WHAT TO WORK ON:
Report each line of the material below that contains the word "Return". Case counts.

+ + + + + + +

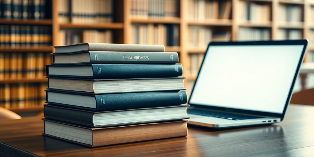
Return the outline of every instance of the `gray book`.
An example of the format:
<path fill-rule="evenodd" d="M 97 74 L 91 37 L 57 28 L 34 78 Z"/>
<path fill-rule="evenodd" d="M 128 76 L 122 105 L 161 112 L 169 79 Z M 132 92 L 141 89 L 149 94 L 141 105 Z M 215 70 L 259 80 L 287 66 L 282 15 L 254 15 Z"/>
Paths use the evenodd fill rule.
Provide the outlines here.
<path fill-rule="evenodd" d="M 122 51 L 132 52 L 165 51 L 165 46 L 161 45 L 124 44 L 105 43 L 81 43 L 63 46 L 52 46 L 55 53 L 69 53 L 83 51 Z"/>
<path fill-rule="evenodd" d="M 54 53 L 53 64 L 175 64 L 177 52 L 94 51 Z"/>

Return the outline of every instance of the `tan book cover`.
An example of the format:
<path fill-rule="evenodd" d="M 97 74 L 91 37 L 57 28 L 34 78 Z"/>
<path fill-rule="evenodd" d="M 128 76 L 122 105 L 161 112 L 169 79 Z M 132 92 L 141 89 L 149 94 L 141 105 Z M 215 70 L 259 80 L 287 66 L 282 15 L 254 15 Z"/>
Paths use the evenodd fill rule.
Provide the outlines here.
<path fill-rule="evenodd" d="M 92 147 L 126 143 L 186 136 L 187 135 L 186 120 L 90 128 L 44 119 L 43 134 Z M 62 130 L 62 134 L 58 133 Z M 73 138 L 77 131 L 89 139 Z"/>
<path fill-rule="evenodd" d="M 19 53 L 16 55 L 16 78 L 20 79 L 23 77 L 23 55 Z"/>
<path fill-rule="evenodd" d="M 36 78 L 42 78 L 44 77 L 44 60 L 43 53 L 39 53 L 36 54 L 35 77 Z"/>
<path fill-rule="evenodd" d="M 4 78 L 4 53 L 0 52 L 0 80 Z"/>
<path fill-rule="evenodd" d="M 12 53 L 10 56 L 10 78 L 11 79 L 16 79 L 17 71 L 17 54 L 15 53 Z"/>
<path fill-rule="evenodd" d="M 10 78 L 10 54 L 4 54 L 4 79 L 8 79 Z"/>
<path fill-rule="evenodd" d="M 17 106 L 19 108 L 24 108 L 25 106 L 25 84 L 21 83 L 18 84 L 18 89 L 19 101 Z"/>
<path fill-rule="evenodd" d="M 9 109 L 10 107 L 10 100 L 11 98 L 9 84 L 3 84 L 3 107 L 5 108 Z"/>

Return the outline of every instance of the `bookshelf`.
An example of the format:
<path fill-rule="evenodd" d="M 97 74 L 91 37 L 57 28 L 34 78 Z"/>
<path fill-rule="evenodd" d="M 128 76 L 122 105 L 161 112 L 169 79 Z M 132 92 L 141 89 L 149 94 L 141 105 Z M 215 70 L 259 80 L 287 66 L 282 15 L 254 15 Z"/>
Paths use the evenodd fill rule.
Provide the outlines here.
<path fill-rule="evenodd" d="M 212 0 L 206 0 L 212 1 Z M 191 47 L 189 46 L 189 30 L 192 26 L 201 27 L 209 28 L 213 32 L 224 31 L 230 33 L 230 40 L 236 41 L 239 34 L 239 30 L 242 28 L 265 29 L 269 30 L 269 39 L 277 40 L 280 39 L 280 34 L 278 34 L 281 30 L 296 30 L 301 33 L 301 38 L 309 38 L 311 30 L 314 30 L 314 20 L 311 20 L 311 9 L 314 9 L 314 3 L 311 3 L 310 0 L 227 0 L 231 4 L 230 15 L 224 18 L 208 19 L 201 20 L 191 19 L 187 13 L 191 8 L 191 0 L 178 0 L 177 16 L 175 17 L 140 17 L 133 16 L 131 14 L 130 8 L 131 0 L 117 0 L 113 1 L 113 20 L 110 23 L 101 22 L 84 24 L 73 23 L 70 22 L 61 23 L 58 20 L 59 13 L 58 0 L 51 0 L 51 19 L 15 20 L 0 19 L 0 24 L 12 24 L 20 25 L 36 25 L 51 26 L 52 27 L 52 45 L 60 45 L 60 40 L 61 31 L 64 29 L 81 30 L 110 30 L 112 31 L 113 42 L 116 43 L 131 44 L 133 35 L 132 24 L 134 24 L 156 25 L 158 24 L 175 24 L 179 26 L 179 46 L 166 46 L 167 51 L 177 52 L 179 54 L 179 62 L 182 64 L 183 67 L 184 76 L 187 79 L 185 81 L 186 88 L 189 88 L 192 84 L 193 81 L 196 78 L 195 73 L 191 74 L 190 57 L 193 54 L 203 54 L 206 47 Z M 221 2 L 226 1 L 216 1 Z M 271 11 L 269 13 L 269 20 L 258 21 L 256 20 L 243 21 L 240 17 L 239 5 L 241 2 L 254 3 L 258 5 L 269 6 Z M 300 21 L 284 22 L 280 20 L 279 6 L 292 5 L 297 6 L 301 9 L 302 18 Z M 220 11 L 218 10 L 219 13 Z M 314 12 L 313 12 L 314 13 Z M 70 19 L 71 19 L 70 15 Z M 312 18 L 314 19 L 314 18 Z M 279 33 L 280 34 L 280 33 Z M 314 42 L 309 45 L 308 50 L 314 51 Z M 0 51 L 12 52 L 46 52 L 49 53 L 53 51 L 49 47 L 31 47 L 29 49 L 0 49 Z M 306 55 L 305 62 L 308 60 Z M 313 60 L 309 59 L 310 61 Z M 0 84 L 13 83 L 20 82 L 42 82 L 46 81 L 46 79 L 41 78 L 21 80 L 6 79 L 0 80 Z M 32 108 L 35 110 L 38 110 L 34 107 L 29 109 L 14 109 L 14 111 L 22 111 L 23 110 L 29 111 Z"/>

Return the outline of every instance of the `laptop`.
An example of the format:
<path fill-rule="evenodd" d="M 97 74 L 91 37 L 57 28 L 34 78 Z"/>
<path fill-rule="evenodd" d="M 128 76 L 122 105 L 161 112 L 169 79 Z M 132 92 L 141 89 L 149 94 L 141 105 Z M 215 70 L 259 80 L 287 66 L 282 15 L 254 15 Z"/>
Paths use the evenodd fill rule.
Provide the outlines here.
<path fill-rule="evenodd" d="M 220 128 L 282 121 L 308 43 L 209 43 L 189 100 L 188 123 Z"/>

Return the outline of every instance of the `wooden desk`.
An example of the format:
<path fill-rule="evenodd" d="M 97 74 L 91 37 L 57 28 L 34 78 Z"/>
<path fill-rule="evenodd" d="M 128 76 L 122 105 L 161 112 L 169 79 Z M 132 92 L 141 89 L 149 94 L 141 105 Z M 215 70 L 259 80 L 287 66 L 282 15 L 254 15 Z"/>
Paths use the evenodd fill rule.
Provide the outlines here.
<path fill-rule="evenodd" d="M 90 149 L 43 136 L 41 118 L 27 118 L 0 122 L 0 156 L 312 156 L 313 120 L 314 106 L 292 105 L 275 125 L 222 130 L 190 127 L 186 137 Z"/>

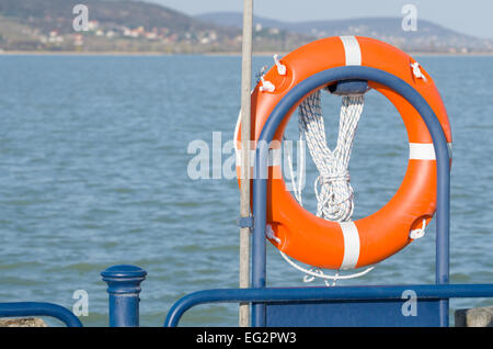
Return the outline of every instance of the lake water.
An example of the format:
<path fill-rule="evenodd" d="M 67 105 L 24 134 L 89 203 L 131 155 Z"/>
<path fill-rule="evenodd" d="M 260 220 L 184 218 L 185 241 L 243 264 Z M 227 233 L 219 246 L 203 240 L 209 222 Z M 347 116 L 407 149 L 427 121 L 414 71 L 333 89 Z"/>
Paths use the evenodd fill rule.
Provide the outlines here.
<path fill-rule="evenodd" d="M 450 281 L 493 282 L 493 57 L 416 58 L 434 77 L 452 126 Z M 255 71 L 263 65 L 272 58 L 254 58 Z M 232 138 L 240 68 L 240 57 L 226 56 L 0 56 L 0 301 L 72 308 L 73 292 L 85 290 L 82 322 L 106 326 L 100 272 L 131 263 L 149 273 L 141 325 L 161 326 L 186 293 L 236 288 L 237 182 L 192 180 L 187 147 L 195 139 L 211 145 L 213 132 L 223 143 Z M 324 99 L 330 143 L 339 103 Z M 296 139 L 296 127 L 294 117 L 288 138 Z M 391 198 L 406 158 L 402 121 L 368 93 L 349 168 L 355 218 Z M 433 283 L 434 229 L 369 274 L 337 284 Z M 267 252 L 268 285 L 303 285 L 271 245 Z M 486 304 L 493 305 L 450 303 Z M 237 317 L 236 304 L 204 305 L 181 324 L 237 326 Z"/>

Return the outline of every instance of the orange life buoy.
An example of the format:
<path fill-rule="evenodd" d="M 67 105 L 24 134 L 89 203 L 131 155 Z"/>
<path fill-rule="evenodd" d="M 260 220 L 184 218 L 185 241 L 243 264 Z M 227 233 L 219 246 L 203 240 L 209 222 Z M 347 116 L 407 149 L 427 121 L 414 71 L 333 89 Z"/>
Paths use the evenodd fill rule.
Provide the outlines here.
<path fill-rule="evenodd" d="M 280 59 L 286 71 L 273 67 L 264 82 L 274 89 L 252 92 L 252 139 L 286 93 L 302 80 L 330 68 L 348 65 L 385 70 L 412 86 L 428 103 L 451 145 L 451 132 L 442 98 L 429 75 L 402 50 L 383 42 L 359 36 L 329 37 L 307 44 Z M 417 71 L 416 71 L 417 69 Z M 436 159 L 432 137 L 417 111 L 402 95 L 377 82 L 368 87 L 383 94 L 403 119 L 410 143 L 404 179 L 392 199 L 376 213 L 355 222 L 331 222 L 308 212 L 286 190 L 280 164 L 271 164 L 267 180 L 267 224 L 271 243 L 294 259 L 319 268 L 353 269 L 377 263 L 412 241 L 410 232 L 433 217 L 436 207 Z M 290 115 L 286 114 L 274 140 L 280 143 Z M 236 146 L 241 148 L 240 123 Z M 254 149 L 254 142 L 253 147 Z M 240 164 L 237 172 L 240 173 Z"/>

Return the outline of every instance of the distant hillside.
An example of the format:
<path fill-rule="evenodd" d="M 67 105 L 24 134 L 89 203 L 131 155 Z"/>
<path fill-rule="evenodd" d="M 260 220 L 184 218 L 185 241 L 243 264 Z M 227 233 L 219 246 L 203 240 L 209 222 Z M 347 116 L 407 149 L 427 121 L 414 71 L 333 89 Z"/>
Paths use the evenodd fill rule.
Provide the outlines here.
<path fill-rule="evenodd" d="M 76 32 L 72 9 L 89 8 L 89 30 Z M 492 41 L 462 35 L 426 21 L 403 32 L 400 19 L 287 23 L 254 20 L 255 52 L 289 52 L 314 38 L 356 34 L 406 50 L 493 52 Z M 135 0 L 0 0 L 1 50 L 238 53 L 241 13 L 190 16 Z"/>
<path fill-rule="evenodd" d="M 223 26 L 240 27 L 239 12 L 213 12 L 196 19 Z M 254 18 L 257 29 L 277 29 L 313 37 L 362 35 L 380 38 L 406 50 L 419 52 L 492 52 L 493 41 L 461 34 L 425 20 L 417 21 L 416 32 L 405 32 L 400 18 L 360 18 L 314 22 L 282 22 L 262 16 Z"/>
<path fill-rule="evenodd" d="M 72 9 L 89 8 L 90 30 L 74 32 Z M 238 29 L 129 0 L 0 0 L 0 49 L 196 53 L 239 49 Z"/>

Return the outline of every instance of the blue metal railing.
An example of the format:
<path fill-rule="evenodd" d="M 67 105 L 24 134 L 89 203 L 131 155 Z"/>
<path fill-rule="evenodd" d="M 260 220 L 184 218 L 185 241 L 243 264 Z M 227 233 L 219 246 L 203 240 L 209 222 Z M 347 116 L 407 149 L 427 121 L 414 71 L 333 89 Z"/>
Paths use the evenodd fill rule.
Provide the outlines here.
<path fill-rule="evenodd" d="M 164 326 L 177 326 L 190 308 L 207 303 L 284 303 L 318 301 L 400 300 L 404 291 L 412 290 L 420 300 L 448 300 L 454 297 L 493 297 L 493 284 L 420 284 L 393 286 L 336 286 L 336 288 L 261 288 L 222 289 L 190 293 L 171 307 Z"/>
<path fill-rule="evenodd" d="M 375 81 L 401 94 L 422 116 L 433 138 L 437 160 L 437 209 L 436 209 L 436 284 L 405 286 L 367 286 L 367 288 L 266 288 L 266 193 L 268 145 L 279 124 L 289 110 L 310 91 L 341 80 L 359 79 Z M 420 299 L 435 299 L 439 302 L 439 326 L 448 326 L 448 300 L 450 297 L 493 296 L 493 285 L 449 285 L 449 210 L 450 210 L 450 164 L 447 140 L 442 125 L 424 98 L 402 79 L 380 69 L 362 66 L 337 67 L 316 74 L 295 86 L 277 103 L 265 122 L 255 154 L 253 179 L 253 216 L 252 239 L 252 286 L 253 289 L 206 290 L 192 293 L 177 301 L 171 308 L 165 326 L 175 326 L 183 312 L 190 307 L 215 302 L 252 303 L 252 325 L 266 325 L 266 303 L 345 300 L 382 300 L 401 299 L 403 288 L 419 293 Z M 351 295 L 348 295 L 351 294 Z"/>

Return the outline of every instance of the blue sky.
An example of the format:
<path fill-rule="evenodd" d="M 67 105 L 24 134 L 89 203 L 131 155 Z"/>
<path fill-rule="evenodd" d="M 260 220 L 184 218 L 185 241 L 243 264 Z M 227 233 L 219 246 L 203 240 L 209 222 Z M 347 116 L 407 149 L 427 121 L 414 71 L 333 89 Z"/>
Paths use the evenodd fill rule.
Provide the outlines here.
<path fill-rule="evenodd" d="M 145 0 L 187 14 L 242 11 L 242 0 Z M 401 16 L 404 4 L 415 4 L 419 20 L 429 20 L 461 33 L 493 38 L 492 0 L 254 0 L 254 13 L 299 22 L 355 16 Z"/>

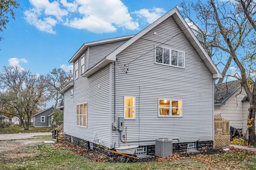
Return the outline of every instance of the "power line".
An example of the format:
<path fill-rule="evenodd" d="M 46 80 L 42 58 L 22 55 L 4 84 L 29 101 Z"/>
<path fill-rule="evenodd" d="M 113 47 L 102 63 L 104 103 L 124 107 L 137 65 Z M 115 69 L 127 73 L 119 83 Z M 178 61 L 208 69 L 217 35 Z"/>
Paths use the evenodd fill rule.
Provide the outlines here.
<path fill-rule="evenodd" d="M 195 22 L 195 24 L 197 24 L 197 22 L 198 22 L 199 21 L 197 21 L 197 22 Z M 186 29 L 184 29 L 183 30 L 180 31 L 180 32 L 179 32 L 178 33 L 175 35 L 174 36 L 172 36 L 172 37 L 171 37 L 170 38 L 168 39 L 167 40 L 165 40 L 164 42 L 161 43 L 158 46 L 155 46 L 155 47 L 154 47 L 153 48 L 152 48 L 151 49 L 150 49 L 150 50 L 147 52 L 146 53 L 143 54 L 142 55 L 139 56 L 139 57 L 138 57 L 137 58 L 133 60 L 132 61 L 130 61 L 130 62 L 128 63 L 128 64 L 124 64 L 124 67 L 126 67 L 126 65 L 127 65 L 127 68 L 126 69 L 126 71 L 125 70 L 125 68 L 123 68 L 122 65 L 120 66 L 121 67 L 122 67 L 122 70 L 123 72 L 124 71 L 124 73 L 128 73 L 128 71 L 129 70 L 129 66 L 130 66 L 130 64 L 131 63 L 132 63 L 132 62 L 135 61 L 136 60 L 137 60 L 138 59 L 140 58 L 140 57 L 145 56 L 145 55 L 148 54 L 149 53 L 151 52 L 151 51 L 153 51 L 153 50 L 155 50 L 157 47 L 159 47 L 159 46 L 162 46 L 162 45 L 164 45 L 165 44 L 166 42 L 167 42 L 167 41 L 170 41 L 170 40 L 171 40 L 172 39 L 176 37 L 177 36 L 178 36 L 178 35 L 179 35 L 180 34 L 181 34 L 181 33 L 183 33 L 184 32 L 184 31 L 186 30 L 188 30 L 188 29 L 189 28 L 190 28 L 193 26 L 194 25 L 191 25 L 191 26 L 188 26 L 188 27 L 186 27 Z"/>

+ + + + + + +

OUTPUT BELOW:
Return the outline of every instance of the `gray book`.
Return the outline of every instance of the `tan book cover`.
Return the outline of every instance of the `bookshelf`.
Return the outline of every instance of the `laptop`.
Return the outline of every instance of the `wooden desk`.
Return the outline of every instance of the lake water.
Return the outline of every instance of the orange life buoy.
Return the outline of every instance of the distant hillside.
Return the outline of every instance of the blue metal railing.
Return the outline of every instance of the blue sky.
Return the outline of every instance of the "power line".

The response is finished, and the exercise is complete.